» Set task:
Render every line of the items below as a JSON list of strings, one string per line, leaving out blank lines and the pictures.

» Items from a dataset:
================================
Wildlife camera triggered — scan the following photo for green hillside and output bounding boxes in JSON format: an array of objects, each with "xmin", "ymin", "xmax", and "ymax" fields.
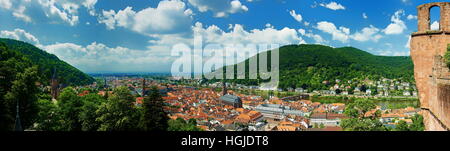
[
  {"xmin": 0, "ymin": 38, "xmax": 94, "ymax": 86},
  {"xmin": 212, "ymin": 45, "xmax": 414, "ymax": 90}
]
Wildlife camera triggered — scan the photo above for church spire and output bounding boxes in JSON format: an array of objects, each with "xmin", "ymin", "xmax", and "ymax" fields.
[{"xmin": 14, "ymin": 100, "xmax": 23, "ymax": 131}]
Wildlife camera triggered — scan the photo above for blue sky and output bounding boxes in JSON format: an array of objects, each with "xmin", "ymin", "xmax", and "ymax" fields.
[{"xmin": 0, "ymin": 0, "xmax": 439, "ymax": 73}]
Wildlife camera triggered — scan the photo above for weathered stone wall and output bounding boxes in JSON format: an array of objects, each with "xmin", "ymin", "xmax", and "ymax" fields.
[{"xmin": 410, "ymin": 2, "xmax": 450, "ymax": 130}]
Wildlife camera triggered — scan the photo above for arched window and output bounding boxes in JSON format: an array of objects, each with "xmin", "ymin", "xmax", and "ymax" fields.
[{"xmin": 430, "ymin": 6, "xmax": 441, "ymax": 30}]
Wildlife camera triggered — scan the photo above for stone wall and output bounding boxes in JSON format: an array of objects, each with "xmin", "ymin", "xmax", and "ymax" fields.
[{"xmin": 410, "ymin": 2, "xmax": 450, "ymax": 130}]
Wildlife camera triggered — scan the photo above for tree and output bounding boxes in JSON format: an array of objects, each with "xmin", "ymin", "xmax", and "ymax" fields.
[
  {"xmin": 341, "ymin": 100, "xmax": 387, "ymax": 131},
  {"xmin": 141, "ymin": 87, "xmax": 169, "ymax": 131},
  {"xmin": 409, "ymin": 114, "xmax": 425, "ymax": 131},
  {"xmin": 58, "ymin": 87, "xmax": 83, "ymax": 131},
  {"xmin": 394, "ymin": 121, "xmax": 410, "ymax": 131},
  {"xmin": 78, "ymin": 93, "xmax": 105, "ymax": 131},
  {"xmin": 167, "ymin": 118, "xmax": 202, "ymax": 131},
  {"xmin": 96, "ymin": 87, "xmax": 140, "ymax": 131},
  {"xmin": 4, "ymin": 66, "xmax": 39, "ymax": 129},
  {"xmin": 36, "ymin": 97, "xmax": 62, "ymax": 131},
  {"xmin": 444, "ymin": 44, "xmax": 450, "ymax": 68}
]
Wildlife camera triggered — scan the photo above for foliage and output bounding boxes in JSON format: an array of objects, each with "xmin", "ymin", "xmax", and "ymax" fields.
[
  {"xmin": 58, "ymin": 87, "xmax": 83, "ymax": 131},
  {"xmin": 78, "ymin": 93, "xmax": 106, "ymax": 131},
  {"xmin": 96, "ymin": 87, "xmax": 140, "ymax": 131},
  {"xmin": 0, "ymin": 42, "xmax": 39, "ymax": 131},
  {"xmin": 5, "ymin": 66, "xmax": 39, "ymax": 129},
  {"xmin": 409, "ymin": 114, "xmax": 425, "ymax": 131},
  {"xmin": 36, "ymin": 99, "xmax": 62, "ymax": 131},
  {"xmin": 341, "ymin": 100, "xmax": 387, "ymax": 131},
  {"xmin": 141, "ymin": 87, "xmax": 168, "ymax": 131},
  {"xmin": 167, "ymin": 118, "xmax": 202, "ymax": 131},
  {"xmin": 0, "ymin": 38, "xmax": 94, "ymax": 86},
  {"xmin": 394, "ymin": 121, "xmax": 409, "ymax": 131},
  {"xmin": 210, "ymin": 44, "xmax": 414, "ymax": 92},
  {"xmin": 444, "ymin": 44, "xmax": 450, "ymax": 68}
]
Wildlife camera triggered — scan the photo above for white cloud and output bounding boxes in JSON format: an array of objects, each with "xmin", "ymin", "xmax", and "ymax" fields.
[
  {"xmin": 41, "ymin": 42, "xmax": 174, "ymax": 72},
  {"xmin": 0, "ymin": 0, "xmax": 12, "ymax": 9},
  {"xmin": 0, "ymin": 0, "xmax": 97, "ymax": 26},
  {"xmin": 13, "ymin": 6, "xmax": 31, "ymax": 22},
  {"xmin": 316, "ymin": 21, "xmax": 350, "ymax": 43},
  {"xmin": 289, "ymin": 10, "xmax": 303, "ymax": 22},
  {"xmin": 383, "ymin": 10, "xmax": 407, "ymax": 35},
  {"xmin": 350, "ymin": 25, "xmax": 383, "ymax": 42},
  {"xmin": 99, "ymin": 0, "xmax": 192, "ymax": 36},
  {"xmin": 0, "ymin": 28, "xmax": 39, "ymax": 45},
  {"xmin": 319, "ymin": 2, "xmax": 345, "ymax": 10},
  {"xmin": 405, "ymin": 36, "xmax": 411, "ymax": 49},
  {"xmin": 193, "ymin": 22, "xmax": 304, "ymax": 45},
  {"xmin": 82, "ymin": 0, "xmax": 97, "ymax": 16},
  {"xmin": 406, "ymin": 14, "xmax": 417, "ymax": 20},
  {"xmin": 376, "ymin": 50, "xmax": 410, "ymax": 56},
  {"xmin": 188, "ymin": 0, "xmax": 251, "ymax": 17},
  {"xmin": 430, "ymin": 21, "xmax": 440, "ymax": 30},
  {"xmin": 298, "ymin": 29, "xmax": 327, "ymax": 44}
]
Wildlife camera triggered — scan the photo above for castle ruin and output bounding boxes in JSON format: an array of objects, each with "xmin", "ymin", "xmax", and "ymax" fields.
[{"xmin": 410, "ymin": 2, "xmax": 450, "ymax": 131}]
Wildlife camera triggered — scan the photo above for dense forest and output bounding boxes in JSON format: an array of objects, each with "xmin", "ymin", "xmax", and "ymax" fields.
[
  {"xmin": 0, "ymin": 38, "xmax": 94, "ymax": 86},
  {"xmin": 210, "ymin": 44, "xmax": 414, "ymax": 90}
]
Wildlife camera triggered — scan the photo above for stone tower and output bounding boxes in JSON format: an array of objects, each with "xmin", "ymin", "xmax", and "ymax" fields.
[
  {"xmin": 51, "ymin": 68, "xmax": 59, "ymax": 100},
  {"xmin": 410, "ymin": 2, "xmax": 450, "ymax": 130}
]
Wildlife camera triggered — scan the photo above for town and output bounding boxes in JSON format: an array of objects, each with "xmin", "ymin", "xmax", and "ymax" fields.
[{"xmin": 67, "ymin": 76, "xmax": 420, "ymax": 131}]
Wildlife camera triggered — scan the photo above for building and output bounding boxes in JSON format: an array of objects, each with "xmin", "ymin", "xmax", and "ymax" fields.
[
  {"xmin": 412, "ymin": 2, "xmax": 450, "ymax": 131},
  {"xmin": 220, "ymin": 94, "xmax": 242, "ymax": 108},
  {"xmin": 256, "ymin": 104, "xmax": 306, "ymax": 119},
  {"xmin": 310, "ymin": 113, "xmax": 347, "ymax": 126}
]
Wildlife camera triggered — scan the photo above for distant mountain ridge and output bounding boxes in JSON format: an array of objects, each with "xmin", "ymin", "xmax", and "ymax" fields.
================================
» Output of the task:
[
  "Wildlife camera triggered — scan the following photo for green hillside and output bounding boxes in JSON format: an array of objects, each with \"xmin\", \"ymin\", \"xmax\", and \"ymax\" fields.",
  "[",
  "  {\"xmin\": 0, \"ymin\": 38, \"xmax\": 94, \"ymax\": 86},",
  "  {\"xmin\": 212, \"ymin\": 45, \"xmax\": 414, \"ymax\": 90}",
  "]",
  "Wildlife camera triggered — scan the photo above for church spire and output bounding boxes in JSON format: an array of objects, each with \"xmin\", \"ymin\", \"xmax\", and \"ymax\" fields.",
  "[{\"xmin\": 14, \"ymin\": 100, \"xmax\": 23, \"ymax\": 131}]",
  "Wildlife camera triggered — scan the photo above for blue sky and output bounding boxes in JSON format: an array of objects, each with \"xmin\", \"ymin\", \"xmax\", and \"ymax\" fields.",
  "[{\"xmin\": 0, \"ymin\": 0, \"xmax\": 439, \"ymax\": 73}]",
  "Wildlife camera triggered — scan the photo above for weathered stone wall and output bounding boxes in JSON format: an array of objects, each with \"xmin\", \"ymin\", \"xmax\", and \"ymax\" fields.",
  "[{\"xmin\": 410, \"ymin\": 2, \"xmax\": 450, \"ymax\": 130}]",
  "Wildlife camera triggered — scan the photo above for arched window and output bounding boxes in JSON format: an array of objects, each with \"xmin\", \"ymin\", \"xmax\", and \"ymax\" fields.",
  "[{\"xmin\": 430, \"ymin\": 6, \"xmax\": 441, \"ymax\": 30}]",
  "Wildlife camera triggered — scan the photo above for stone wall and output bounding boxes in JSON format: an array of objects, each with \"xmin\", \"ymin\", \"xmax\", and \"ymax\" fields.",
  "[{\"xmin\": 410, \"ymin\": 2, \"xmax\": 450, \"ymax\": 130}]",
  "Wildlife camera triggered — scan the photo above for tree and output bounding boxes in JSON format: an array of objects, each with \"xmin\", \"ymin\", \"xmax\", and \"ymax\" fields.",
  "[",
  "  {\"xmin\": 341, \"ymin\": 100, \"xmax\": 387, \"ymax\": 131},",
  "  {\"xmin\": 141, \"ymin\": 87, \"xmax\": 169, \"ymax\": 131},",
  "  {\"xmin\": 409, \"ymin\": 114, \"xmax\": 425, \"ymax\": 131},",
  "  {\"xmin\": 58, \"ymin\": 87, \"xmax\": 83, \"ymax\": 131},",
  "  {\"xmin\": 394, \"ymin\": 121, \"xmax\": 410, \"ymax\": 131},",
  "  {\"xmin\": 78, \"ymin\": 93, \"xmax\": 105, \"ymax\": 131},",
  "  {\"xmin\": 167, \"ymin\": 118, \"xmax\": 202, \"ymax\": 131},",
  "  {\"xmin\": 96, \"ymin\": 87, \"xmax\": 140, \"ymax\": 131},",
  "  {\"xmin\": 4, \"ymin\": 66, \"xmax\": 39, \"ymax\": 129},",
  "  {\"xmin\": 36, \"ymin\": 97, \"xmax\": 62, \"ymax\": 131},",
  "  {\"xmin\": 444, \"ymin\": 44, \"xmax\": 450, \"ymax\": 68}",
  "]",
  "Wildlife camera triggered — scan the photo above for foliage and output bounding boxes in JSON format: an array of objects, each with \"xmin\", \"ymin\", \"xmax\", and \"ymax\" fields.",
  "[",
  "  {\"xmin\": 58, \"ymin\": 87, \"xmax\": 83, \"ymax\": 131},",
  "  {\"xmin\": 78, \"ymin\": 93, \"xmax\": 106, \"ymax\": 131},",
  "  {\"xmin\": 96, \"ymin\": 87, \"xmax\": 140, \"ymax\": 131},",
  "  {\"xmin\": 0, \"ymin\": 42, \"xmax\": 39, \"ymax\": 131},",
  "  {\"xmin\": 5, \"ymin\": 66, \"xmax\": 39, \"ymax\": 129},",
  "  {\"xmin\": 409, \"ymin\": 114, \"xmax\": 425, \"ymax\": 131},",
  "  {\"xmin\": 36, \"ymin\": 99, \"xmax\": 62, \"ymax\": 131},",
  "  {\"xmin\": 341, \"ymin\": 100, \"xmax\": 387, \"ymax\": 131},",
  "  {\"xmin\": 141, \"ymin\": 87, \"xmax\": 168, \"ymax\": 131},",
  "  {\"xmin\": 167, \"ymin\": 118, \"xmax\": 202, \"ymax\": 131},",
  "  {\"xmin\": 0, \"ymin\": 38, \"xmax\": 94, \"ymax\": 86},",
  "  {\"xmin\": 394, \"ymin\": 121, \"xmax\": 409, \"ymax\": 131},",
  "  {\"xmin\": 210, \"ymin\": 44, \"xmax\": 414, \"ymax\": 92},",
  "  {\"xmin\": 444, \"ymin\": 44, \"xmax\": 450, \"ymax\": 68}",
  "]",
  "Wildlife camera triggered — scan the photo above for white cloud and output bounding boxes in JSON format: an array of objects, each with \"xmin\", \"ymin\", \"xmax\", and \"ymax\" fields.",
  "[",
  "  {\"xmin\": 41, \"ymin\": 42, \"xmax\": 174, \"ymax\": 72},",
  "  {\"xmin\": 0, \"ymin\": 0, \"xmax\": 12, \"ymax\": 9},",
  "  {\"xmin\": 0, \"ymin\": 0, \"xmax\": 97, \"ymax\": 26},",
  "  {\"xmin\": 13, \"ymin\": 6, \"xmax\": 31, \"ymax\": 22},",
  "  {\"xmin\": 316, \"ymin\": 21, \"xmax\": 350, \"ymax\": 43},",
  "  {\"xmin\": 289, \"ymin\": 10, \"xmax\": 303, \"ymax\": 22},",
  "  {\"xmin\": 383, \"ymin\": 10, \"xmax\": 407, \"ymax\": 35},",
  "  {\"xmin\": 350, \"ymin\": 25, \"xmax\": 383, \"ymax\": 42},",
  "  {\"xmin\": 99, \"ymin\": 0, \"xmax\": 192, \"ymax\": 36},",
  "  {\"xmin\": 0, \"ymin\": 28, \"xmax\": 39, \"ymax\": 45},",
  "  {\"xmin\": 319, \"ymin\": 2, \"xmax\": 345, \"ymax\": 10},",
  "  {\"xmin\": 405, \"ymin\": 36, \"xmax\": 411, \"ymax\": 49},",
  "  {\"xmin\": 193, \"ymin\": 22, \"xmax\": 304, \"ymax\": 45},",
  "  {\"xmin\": 82, \"ymin\": 0, \"xmax\": 97, \"ymax\": 16},",
  "  {\"xmin\": 406, \"ymin\": 14, \"xmax\": 417, \"ymax\": 20},",
  "  {\"xmin\": 376, \"ymin\": 50, \"xmax\": 410, \"ymax\": 56},",
  "  {\"xmin\": 188, \"ymin\": 0, \"xmax\": 251, \"ymax\": 17},",
  "  {\"xmin\": 430, \"ymin\": 21, \"xmax\": 440, \"ymax\": 30},",
  "  {\"xmin\": 298, \"ymin\": 29, \"xmax\": 327, \"ymax\": 44}",
  "]",
  "Wildlife camera triggered — scan the photo above for castle ruin and output bounding boxes in JSON format: an array of objects, each with \"xmin\", \"ymin\", \"xmax\", and \"ymax\" fields.",
  "[{\"xmin\": 410, \"ymin\": 2, \"xmax\": 450, \"ymax\": 131}]",
  "Wildlife camera triggered — scan the photo above for dense forest and output bounding boxes in JSON format: an array of objects, each with \"xmin\", \"ymin\", \"xmax\", and \"ymax\" fields.",
  "[",
  "  {\"xmin\": 0, \"ymin\": 38, \"xmax\": 94, \"ymax\": 86},",
  "  {\"xmin\": 210, \"ymin\": 44, \"xmax\": 414, \"ymax\": 90}",
  "]",
  "Wildlife camera triggered — scan the photo above for stone tower and output bounding boxes in JSON format: an array of objects, each with \"xmin\", \"ymin\", \"xmax\", and \"ymax\" fields.",
  "[",
  "  {\"xmin\": 51, \"ymin\": 68, \"xmax\": 59, \"ymax\": 100},",
  "  {\"xmin\": 410, \"ymin\": 2, \"xmax\": 450, \"ymax\": 130}",
  "]",
  "Wildlife camera triggered — scan the photo above for town and output bounding boxes in JSON format: an array of objects, each with \"xmin\", \"ymin\", \"xmax\", and \"ymax\" fields.",
  "[{\"xmin\": 67, \"ymin\": 76, \"xmax\": 420, \"ymax\": 131}]",
  "Wildlife camera triggered — scan the photo above for building and output bounding boxes in JSON format: an array of objects, each with \"xmin\", \"ymin\", \"xmax\", and \"ymax\" fields.",
  "[",
  "  {\"xmin\": 412, \"ymin\": 2, \"xmax\": 450, \"ymax\": 131},",
  "  {\"xmin\": 220, \"ymin\": 94, \"xmax\": 242, \"ymax\": 108},",
  "  {\"xmin\": 256, \"ymin\": 104, \"xmax\": 306, \"ymax\": 119},",
  "  {\"xmin\": 310, \"ymin\": 113, \"xmax\": 347, \"ymax\": 126}",
  "]",
  "Wildlife camera triggered — scan the photo above for distant mountain ridge and output bounding boxes in JSON format: an array of objects, each with \"xmin\", \"ymin\", \"xmax\", and \"ymax\" fields."
]